━━━ Listing
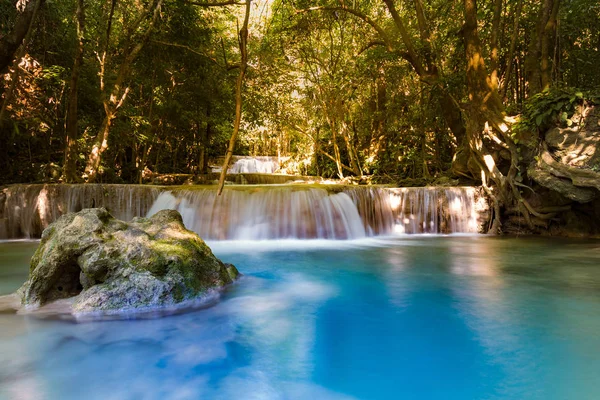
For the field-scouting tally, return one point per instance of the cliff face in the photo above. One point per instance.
(567, 169)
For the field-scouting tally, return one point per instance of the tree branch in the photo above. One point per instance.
(384, 36)
(216, 4)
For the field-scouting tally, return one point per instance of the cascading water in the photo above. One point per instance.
(278, 213)
(261, 165)
(436, 210)
(255, 213)
(26, 210)
(311, 213)
(251, 165)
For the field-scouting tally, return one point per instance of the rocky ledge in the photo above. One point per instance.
(105, 264)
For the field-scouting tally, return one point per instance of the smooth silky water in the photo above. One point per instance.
(459, 317)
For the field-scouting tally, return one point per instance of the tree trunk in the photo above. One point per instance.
(243, 43)
(494, 56)
(70, 162)
(28, 15)
(547, 42)
(511, 51)
(114, 99)
(533, 67)
(10, 43)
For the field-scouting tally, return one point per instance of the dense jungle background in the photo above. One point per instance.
(501, 93)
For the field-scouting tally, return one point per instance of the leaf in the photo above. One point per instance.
(539, 119)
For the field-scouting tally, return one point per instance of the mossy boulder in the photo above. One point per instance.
(107, 264)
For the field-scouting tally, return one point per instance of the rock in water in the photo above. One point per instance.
(109, 264)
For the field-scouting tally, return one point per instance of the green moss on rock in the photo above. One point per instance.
(114, 265)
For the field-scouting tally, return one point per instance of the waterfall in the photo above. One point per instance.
(256, 212)
(436, 210)
(251, 165)
(26, 210)
(261, 165)
(314, 213)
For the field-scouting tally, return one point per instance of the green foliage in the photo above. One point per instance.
(553, 107)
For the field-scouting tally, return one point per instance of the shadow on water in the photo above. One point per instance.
(425, 317)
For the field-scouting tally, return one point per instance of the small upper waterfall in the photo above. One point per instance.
(26, 210)
(250, 165)
(261, 165)
(276, 213)
(256, 212)
(300, 212)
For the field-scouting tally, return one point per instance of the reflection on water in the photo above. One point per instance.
(427, 317)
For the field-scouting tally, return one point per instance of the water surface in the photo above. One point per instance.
(419, 317)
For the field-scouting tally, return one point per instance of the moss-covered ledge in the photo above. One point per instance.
(109, 265)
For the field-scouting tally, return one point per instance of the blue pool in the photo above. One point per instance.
(400, 318)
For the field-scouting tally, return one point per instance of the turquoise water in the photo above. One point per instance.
(406, 318)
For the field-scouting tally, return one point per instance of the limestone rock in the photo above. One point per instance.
(107, 264)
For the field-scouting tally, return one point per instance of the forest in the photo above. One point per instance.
(498, 93)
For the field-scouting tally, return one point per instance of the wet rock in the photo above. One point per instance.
(107, 264)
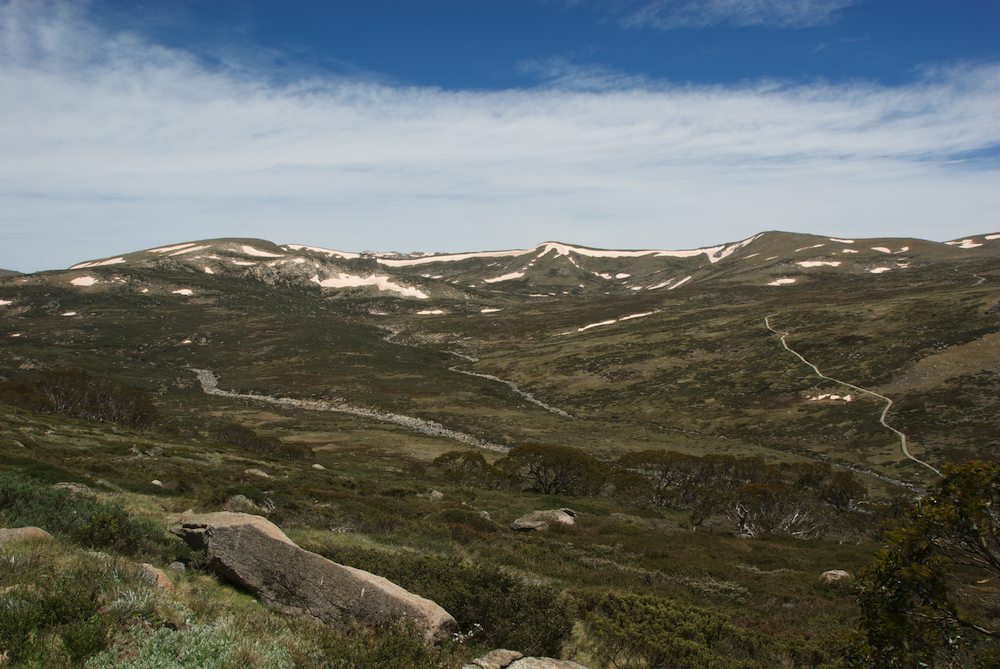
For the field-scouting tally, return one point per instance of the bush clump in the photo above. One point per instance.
(73, 392)
(83, 520)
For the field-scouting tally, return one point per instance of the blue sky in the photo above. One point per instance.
(463, 125)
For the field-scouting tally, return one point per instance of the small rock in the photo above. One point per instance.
(14, 534)
(834, 576)
(495, 659)
(240, 504)
(544, 663)
(75, 488)
(539, 521)
(158, 576)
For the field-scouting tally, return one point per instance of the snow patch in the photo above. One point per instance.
(257, 253)
(167, 249)
(829, 396)
(190, 250)
(381, 282)
(965, 243)
(449, 257)
(505, 277)
(99, 263)
(317, 249)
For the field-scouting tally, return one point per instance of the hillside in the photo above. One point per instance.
(354, 373)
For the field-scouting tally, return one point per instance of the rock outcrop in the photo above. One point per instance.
(251, 552)
(834, 576)
(10, 535)
(539, 521)
(511, 659)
━━━━━━
• What to produce: Format every line of the entries from the one containing "the blue sky" through the final line, both included, as a JSON list of strings with one string per line and blank lines omitted.

• Solution:
[
  "For the field-scouting tally, return one point per instance of the blue sky in the photo above. One point per instance.",
  "(463, 125)",
  "For the field-scouting tally, return one point per instance of the small rock in the photo above. One point per instance.",
  "(14, 534)",
  "(834, 576)",
  "(495, 659)",
  "(240, 504)",
  "(544, 663)",
  "(75, 488)",
  "(539, 521)",
  "(158, 576)",
  "For the field-scouting tally, return one point per instance of the snow patch in the photo above. One point per instance.",
  "(257, 253)",
  "(167, 249)",
  "(829, 396)",
  "(190, 250)",
  "(381, 282)",
  "(965, 243)",
  "(449, 257)",
  "(505, 277)",
  "(99, 263)",
  "(317, 249)",
  "For the field-scouting tally, return one point per instance of the hillside in the photo above. One point per instance.",
  "(354, 373)",
  "For the field-scouting tally, return one point per instance of the rock outcrop in the photo above. One point per instance.",
  "(251, 552)",
  "(834, 576)",
  "(10, 535)",
  "(539, 521)",
  "(511, 659)"
]